▼▼▼

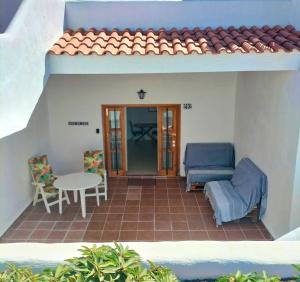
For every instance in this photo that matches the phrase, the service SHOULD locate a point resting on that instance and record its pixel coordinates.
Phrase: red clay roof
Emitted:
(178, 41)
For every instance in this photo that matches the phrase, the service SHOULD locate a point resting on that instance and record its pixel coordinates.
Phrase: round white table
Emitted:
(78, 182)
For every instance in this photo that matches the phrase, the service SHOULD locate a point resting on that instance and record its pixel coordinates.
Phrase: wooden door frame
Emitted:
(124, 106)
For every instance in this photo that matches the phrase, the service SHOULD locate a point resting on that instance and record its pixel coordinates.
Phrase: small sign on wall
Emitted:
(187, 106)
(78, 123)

▲▲▲
▼▼▼

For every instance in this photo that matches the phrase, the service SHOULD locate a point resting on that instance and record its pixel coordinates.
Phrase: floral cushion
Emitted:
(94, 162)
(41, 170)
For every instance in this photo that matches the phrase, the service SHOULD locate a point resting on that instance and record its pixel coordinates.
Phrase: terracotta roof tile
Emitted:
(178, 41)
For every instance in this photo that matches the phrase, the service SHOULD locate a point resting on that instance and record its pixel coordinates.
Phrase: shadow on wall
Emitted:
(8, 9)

▲▲▲

**TASK STATEMENT:**
List every line of the material above that contains the word "wall", copying each line in full.

**THE OUTPUT:**
Phrase: small sign on wall
Phrase: shadow on wall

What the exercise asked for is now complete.